WORK TO COMPLETE:
Rewrite all of the data below as a numbered list, one line per number, with blank lines left out. Omit the picture.

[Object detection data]
§

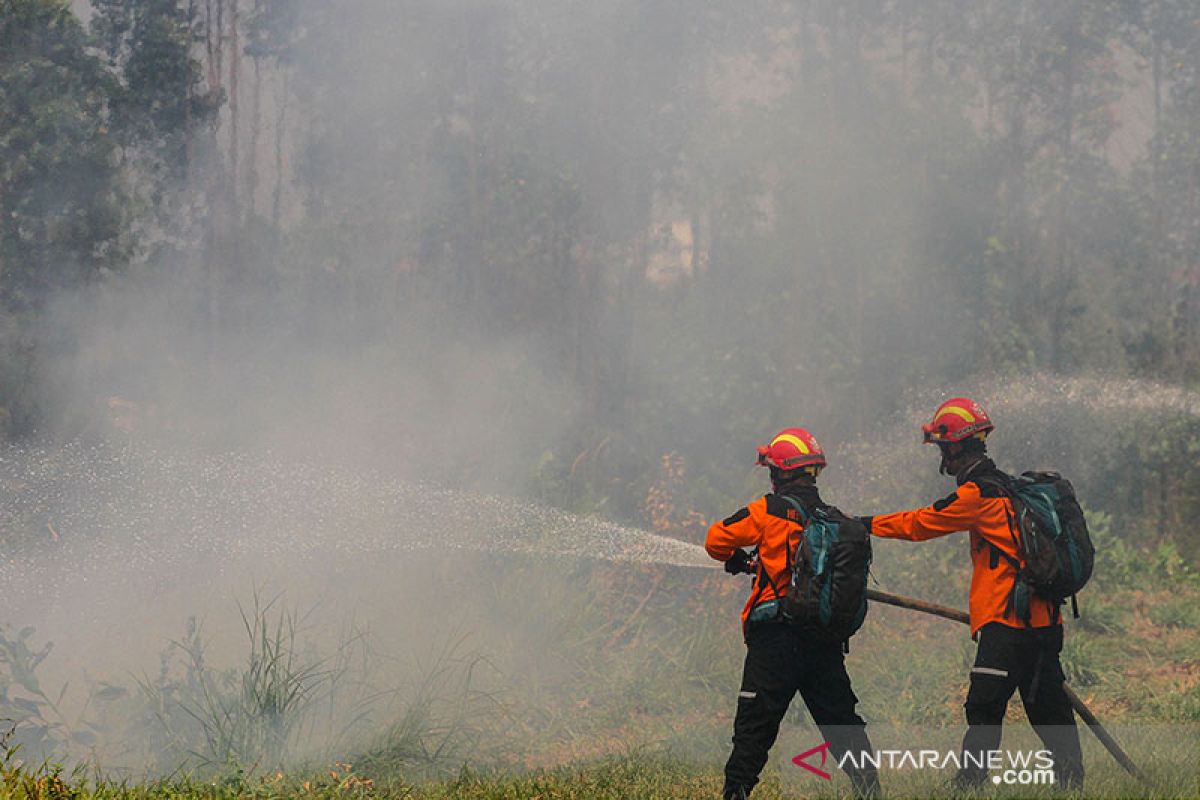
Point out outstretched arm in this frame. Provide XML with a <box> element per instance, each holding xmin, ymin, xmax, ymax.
<box><xmin>866</xmin><ymin>483</ymin><xmax>979</xmax><ymax>542</ymax></box>
<box><xmin>704</xmin><ymin>498</ymin><xmax>767</xmax><ymax>561</ymax></box>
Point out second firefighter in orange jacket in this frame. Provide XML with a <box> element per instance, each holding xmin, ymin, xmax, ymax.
<box><xmin>864</xmin><ymin>397</ymin><xmax>1084</xmax><ymax>792</ymax></box>
<box><xmin>871</xmin><ymin>479</ymin><xmax>1058</xmax><ymax>636</ymax></box>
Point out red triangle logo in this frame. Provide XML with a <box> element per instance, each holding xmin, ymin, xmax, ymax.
<box><xmin>792</xmin><ymin>741</ymin><xmax>833</xmax><ymax>781</ymax></box>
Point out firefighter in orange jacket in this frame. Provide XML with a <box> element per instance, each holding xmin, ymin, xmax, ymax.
<box><xmin>864</xmin><ymin>397</ymin><xmax>1084</xmax><ymax>789</ymax></box>
<box><xmin>704</xmin><ymin>428</ymin><xmax>880</xmax><ymax>800</ymax></box>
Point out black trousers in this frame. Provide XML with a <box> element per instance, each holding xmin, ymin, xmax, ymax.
<box><xmin>725</xmin><ymin>622</ymin><xmax>878</xmax><ymax>798</ymax></box>
<box><xmin>959</xmin><ymin>622</ymin><xmax>1084</xmax><ymax>788</ymax></box>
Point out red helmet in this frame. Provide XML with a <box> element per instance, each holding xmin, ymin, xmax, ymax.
<box><xmin>758</xmin><ymin>428</ymin><xmax>826</xmax><ymax>469</ymax></box>
<box><xmin>920</xmin><ymin>397</ymin><xmax>996</xmax><ymax>445</ymax></box>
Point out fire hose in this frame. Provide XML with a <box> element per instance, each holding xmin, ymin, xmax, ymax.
<box><xmin>866</xmin><ymin>589</ymin><xmax>1146</xmax><ymax>782</ymax></box>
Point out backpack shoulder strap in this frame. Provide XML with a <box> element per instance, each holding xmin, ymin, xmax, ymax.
<box><xmin>971</xmin><ymin>470</ymin><xmax>1022</xmax><ymax>571</ymax></box>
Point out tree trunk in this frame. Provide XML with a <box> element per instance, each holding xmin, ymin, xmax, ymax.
<box><xmin>271</xmin><ymin>66</ymin><xmax>290</xmax><ymax>232</ymax></box>
<box><xmin>228</xmin><ymin>0</ymin><xmax>241</xmax><ymax>220</ymax></box>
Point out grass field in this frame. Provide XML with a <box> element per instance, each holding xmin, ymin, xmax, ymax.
<box><xmin>0</xmin><ymin>754</ymin><xmax>1200</xmax><ymax>800</ymax></box>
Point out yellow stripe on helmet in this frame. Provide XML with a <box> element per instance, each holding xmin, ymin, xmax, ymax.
<box><xmin>937</xmin><ymin>405</ymin><xmax>976</xmax><ymax>422</ymax></box>
<box><xmin>770</xmin><ymin>433</ymin><xmax>809</xmax><ymax>456</ymax></box>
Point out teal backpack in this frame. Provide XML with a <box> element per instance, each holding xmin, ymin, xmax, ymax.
<box><xmin>779</xmin><ymin>494</ymin><xmax>871</xmax><ymax>642</ymax></box>
<box><xmin>986</xmin><ymin>473</ymin><xmax>1096</xmax><ymax>621</ymax></box>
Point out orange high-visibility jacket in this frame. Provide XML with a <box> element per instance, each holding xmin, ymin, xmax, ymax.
<box><xmin>870</xmin><ymin>481</ymin><xmax>1061</xmax><ymax>636</ymax></box>
<box><xmin>704</xmin><ymin>487</ymin><xmax>824</xmax><ymax>625</ymax></box>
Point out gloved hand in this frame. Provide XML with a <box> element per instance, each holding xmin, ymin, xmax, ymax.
<box><xmin>725</xmin><ymin>551</ymin><xmax>754</xmax><ymax>575</ymax></box>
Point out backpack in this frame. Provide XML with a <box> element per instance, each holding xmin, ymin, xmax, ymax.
<box><xmin>779</xmin><ymin>494</ymin><xmax>871</xmax><ymax>642</ymax></box>
<box><xmin>988</xmin><ymin>473</ymin><xmax>1096</xmax><ymax>622</ymax></box>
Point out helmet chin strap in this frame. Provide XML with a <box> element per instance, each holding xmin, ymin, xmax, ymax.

§

WRITTEN ANSWER:
1. Point out outstretched arm in this frame. Provide XML with a <box> element per instance, each holding xmin, ymin, xmax, ymax.
2. <box><xmin>866</xmin><ymin>483</ymin><xmax>979</xmax><ymax>542</ymax></box>
3. <box><xmin>704</xmin><ymin>498</ymin><xmax>767</xmax><ymax>561</ymax></box>
4. Point out second firefighter in orange jacket in this frame. Provide XML with a <box> element per instance, each holding xmin, ymin, xmax, ymax.
5. <box><xmin>864</xmin><ymin>397</ymin><xmax>1084</xmax><ymax>792</ymax></box>
6. <box><xmin>871</xmin><ymin>479</ymin><xmax>1058</xmax><ymax>636</ymax></box>
7. Point out red triangle logo in this frame. Provide XML with a <box> element per instance, each holding xmin, ymin, xmax, ymax.
8. <box><xmin>792</xmin><ymin>741</ymin><xmax>833</xmax><ymax>781</ymax></box>
9. Point out firefighter in orange jacket in this frame. Provide XML with a <box> element per instance, each holding xmin, ymin, xmax, ymax.
10. <box><xmin>864</xmin><ymin>397</ymin><xmax>1084</xmax><ymax>789</ymax></box>
11. <box><xmin>704</xmin><ymin>428</ymin><xmax>880</xmax><ymax>800</ymax></box>
12. Point out black trousers in this frame. Provide XML with a <box> element per instance, each holding xmin, ymin, xmax, ymax.
13. <box><xmin>725</xmin><ymin>622</ymin><xmax>878</xmax><ymax>798</ymax></box>
14. <box><xmin>959</xmin><ymin>622</ymin><xmax>1084</xmax><ymax>788</ymax></box>
15. Point out red helmet in this frame. Provide XML with a <box> element per instance, each holding xmin, ymin, xmax, ymax.
16. <box><xmin>758</xmin><ymin>428</ymin><xmax>826</xmax><ymax>469</ymax></box>
17. <box><xmin>920</xmin><ymin>397</ymin><xmax>996</xmax><ymax>445</ymax></box>
18. Point out fire hose in this frame. Provide XML with a <box> element per instance, each holding xmin, ymin, xmax, ymax.
19. <box><xmin>866</xmin><ymin>589</ymin><xmax>1146</xmax><ymax>782</ymax></box>
20. Point out backpack shoulder strap in this frame. Provide XML with a <box> element per instance, each holding xmin, ymin, xmax, ymax.
21. <box><xmin>971</xmin><ymin>470</ymin><xmax>1022</xmax><ymax>571</ymax></box>
22. Point out tree trunk in this frame. Provide XML with a <box> element per instance, each holding xmin, ymin, xmax, ymax.
23. <box><xmin>271</xmin><ymin>66</ymin><xmax>290</xmax><ymax>232</ymax></box>
24. <box><xmin>228</xmin><ymin>0</ymin><xmax>241</xmax><ymax>220</ymax></box>
25. Point out grass field in this frame. Provide XML with a <box> element per instance, each holding xmin, ymin, xmax, ymax.
26. <box><xmin>0</xmin><ymin>754</ymin><xmax>1200</xmax><ymax>800</ymax></box>
27. Point out yellow stripe on helmet in this frame. Provide XML with a <box> element per instance, each holding xmin, ymin, xmax, ymax.
28. <box><xmin>937</xmin><ymin>405</ymin><xmax>976</xmax><ymax>422</ymax></box>
29. <box><xmin>770</xmin><ymin>433</ymin><xmax>809</xmax><ymax>456</ymax></box>
30. Point out teal backpack in this frame. Provide XML with a <box> element per instance, each holding xmin, ymin, xmax, ymax.
31. <box><xmin>779</xmin><ymin>494</ymin><xmax>871</xmax><ymax>642</ymax></box>
32. <box><xmin>986</xmin><ymin>473</ymin><xmax>1096</xmax><ymax>621</ymax></box>
33. Point out orange high-visibility jacket in this frame. Provide XML with a <box> element per instance, each holding xmin, ymin, xmax, ymax.
34. <box><xmin>870</xmin><ymin>481</ymin><xmax>1061</xmax><ymax>636</ymax></box>
35. <box><xmin>704</xmin><ymin>487</ymin><xmax>824</xmax><ymax>625</ymax></box>
36. Point out gloved hand in this frame. Provide XML with a <box> element per instance, each holding xmin, ymin, xmax, ymax.
37. <box><xmin>725</xmin><ymin>551</ymin><xmax>754</xmax><ymax>575</ymax></box>
38. Point out backpack in this frame. Provide XML with a <box> element per instance, each holding xmin, ymin, xmax, ymax.
39. <box><xmin>779</xmin><ymin>494</ymin><xmax>871</xmax><ymax>642</ymax></box>
40. <box><xmin>988</xmin><ymin>473</ymin><xmax>1096</xmax><ymax>622</ymax></box>
41. Point out helmet chin strap in this frame. Provide XML with a <box> element per instance, each holding xmin, ymin, xmax, ymax.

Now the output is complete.